Return every one of the lines below, word for word and unchanged.

Given data:
⟨

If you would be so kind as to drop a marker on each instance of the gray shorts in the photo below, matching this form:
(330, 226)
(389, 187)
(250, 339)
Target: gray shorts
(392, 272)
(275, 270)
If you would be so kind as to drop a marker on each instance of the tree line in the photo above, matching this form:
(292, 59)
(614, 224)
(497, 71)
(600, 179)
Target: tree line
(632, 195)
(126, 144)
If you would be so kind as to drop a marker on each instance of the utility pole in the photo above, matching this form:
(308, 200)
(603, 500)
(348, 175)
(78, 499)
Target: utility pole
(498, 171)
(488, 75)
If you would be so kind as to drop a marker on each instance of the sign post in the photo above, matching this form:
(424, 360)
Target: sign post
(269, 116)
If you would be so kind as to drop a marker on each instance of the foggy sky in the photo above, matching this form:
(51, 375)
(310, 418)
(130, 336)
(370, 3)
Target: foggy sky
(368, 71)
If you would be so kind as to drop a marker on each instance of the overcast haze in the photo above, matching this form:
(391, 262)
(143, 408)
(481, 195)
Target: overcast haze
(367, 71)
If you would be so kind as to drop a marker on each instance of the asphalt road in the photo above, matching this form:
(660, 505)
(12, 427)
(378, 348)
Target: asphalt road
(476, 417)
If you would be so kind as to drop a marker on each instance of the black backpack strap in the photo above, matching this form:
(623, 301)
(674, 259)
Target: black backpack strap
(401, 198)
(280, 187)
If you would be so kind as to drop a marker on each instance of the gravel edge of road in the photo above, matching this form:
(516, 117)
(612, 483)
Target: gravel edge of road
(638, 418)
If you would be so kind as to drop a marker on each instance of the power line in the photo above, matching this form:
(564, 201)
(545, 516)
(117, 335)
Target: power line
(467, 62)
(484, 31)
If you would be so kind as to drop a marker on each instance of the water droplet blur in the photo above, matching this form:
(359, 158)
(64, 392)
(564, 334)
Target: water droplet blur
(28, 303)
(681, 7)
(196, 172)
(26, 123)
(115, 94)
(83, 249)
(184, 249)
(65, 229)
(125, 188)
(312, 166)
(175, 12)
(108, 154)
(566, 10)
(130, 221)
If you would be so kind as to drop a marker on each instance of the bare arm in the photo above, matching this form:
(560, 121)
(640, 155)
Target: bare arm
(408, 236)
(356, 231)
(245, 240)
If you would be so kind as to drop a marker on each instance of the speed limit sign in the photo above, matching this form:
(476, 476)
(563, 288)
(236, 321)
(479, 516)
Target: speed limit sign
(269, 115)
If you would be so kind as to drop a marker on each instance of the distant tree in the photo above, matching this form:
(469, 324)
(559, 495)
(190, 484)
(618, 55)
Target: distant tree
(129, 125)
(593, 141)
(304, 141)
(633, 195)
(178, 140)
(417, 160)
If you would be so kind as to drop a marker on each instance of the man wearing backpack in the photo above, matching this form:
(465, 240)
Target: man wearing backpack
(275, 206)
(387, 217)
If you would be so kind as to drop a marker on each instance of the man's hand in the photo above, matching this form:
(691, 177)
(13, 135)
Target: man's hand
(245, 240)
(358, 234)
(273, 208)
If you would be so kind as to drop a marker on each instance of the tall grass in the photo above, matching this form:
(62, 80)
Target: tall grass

⟩

Solution below:
If you would be so kind as to drop a marker on each instance of the gray shorts in the photo below, matching this form:
(330, 226)
(389, 187)
(250, 339)
Target: gray shorts
(392, 272)
(275, 270)
If you would be so kind as to drop a marker on each instance of the tree line in the photo above, matching this form:
(292, 59)
(614, 224)
(497, 71)
(600, 179)
Target: tree line
(632, 195)
(126, 144)
If you would be so kind as to drop a marker on each instance of the utility pole in the photo above, matching this form:
(308, 200)
(603, 500)
(348, 175)
(78, 499)
Target: utility pole
(498, 171)
(488, 75)
If you would be so kind as to drop a marker on each instance of the sign post in the photo above, matching this form:
(424, 360)
Target: sign post
(269, 116)
If you would be so kind as to drop a marker on each instance of the foggy sky in the photo above, matching this form:
(51, 375)
(310, 418)
(130, 336)
(370, 3)
Target: foggy sky
(368, 71)
If you would be so kind as to drop a marker on each instance of the overcast haze in the photo above, matching this form:
(391, 262)
(143, 408)
(481, 195)
Target: overcast haze
(367, 71)
If you would be so kind as to drop a marker on each instance of the asphalt road in the photo above, matching this form:
(660, 505)
(12, 427)
(378, 348)
Target: asphalt road
(476, 417)
If you would be so kind as to drop a marker on each instance of the black backpack strap in the photo above, matching this form:
(623, 301)
(674, 259)
Target: black backpack strap
(401, 198)
(280, 187)
If you would be so kind as to drop a marker on each instance of the gravel edge of road in the photo above, matching this form:
(516, 117)
(612, 483)
Target: gravel edge of road
(638, 418)
If you would be so kind as to drop a marker on each instance of the power line in the photo above, matching this form:
(564, 201)
(545, 516)
(117, 335)
Target: power line
(467, 62)
(484, 31)
If you would be so kind as to drop a marker on each instance of the water droplet blur in the photo above, matching this form:
(359, 158)
(64, 392)
(564, 334)
Target: water droplet blur
(28, 303)
(681, 7)
(196, 172)
(26, 123)
(115, 94)
(83, 249)
(184, 249)
(65, 229)
(125, 188)
(312, 166)
(175, 12)
(108, 154)
(566, 10)
(130, 221)
If you would be so kind as to drop a marker on each instance of the bare arm in the photo above, matching this form:
(560, 121)
(640, 155)
Target: bare arm
(408, 236)
(356, 231)
(245, 240)
If you would be so kind as to drop a marker on each instance of the speed limit sign in the photo above, matching this form:
(476, 476)
(563, 288)
(236, 321)
(479, 516)
Target: speed limit sign
(269, 115)
If you would be so kind as to drop a marker on each instance of the distant tree in the photo above, matching this form:
(469, 324)
(559, 495)
(190, 484)
(618, 55)
Target: distant tree
(129, 125)
(593, 141)
(304, 141)
(633, 195)
(178, 140)
(417, 160)
If you would be so kind as to drop a marker on each instance of the man wearing backpack in the photo above, matching this form:
(465, 240)
Target: man wearing backpack
(275, 206)
(387, 217)
If you would be so kind as to drop a marker on each instance of the man's hand in the photo above, matching this form:
(691, 177)
(13, 135)
Target: man's hand
(245, 240)
(358, 234)
(273, 208)
If you would be so kind as to drop a marker on each instance of the tall grass in the photo above, matching this form:
(62, 80)
Target: tall grass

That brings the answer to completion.